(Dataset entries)
——
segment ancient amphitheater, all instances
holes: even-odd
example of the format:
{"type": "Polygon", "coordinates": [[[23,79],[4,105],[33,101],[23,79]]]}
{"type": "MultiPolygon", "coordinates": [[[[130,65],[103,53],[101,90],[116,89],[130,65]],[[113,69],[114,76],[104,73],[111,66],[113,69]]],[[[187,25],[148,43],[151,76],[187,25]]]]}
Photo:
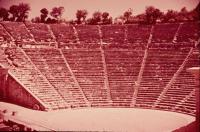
——
:: To do ::
Beginning at the line that contains "example of the", retype each line of the data above through the very last one. Do not retype the pictures.

:: Output for this exercise ::
example of the format:
{"type": "Polygon", "coordinates": [[[23,79],[4,105],[33,101],[23,79]]]}
{"type": "MultiPolygon", "coordinates": [[[[130,65],[103,53],[101,90],[116,89],[130,65]],[[113,69],[114,76],[104,73],[111,66],[113,69]]],[[[187,25],[148,43],[151,76],[187,25]]]]}
Photo:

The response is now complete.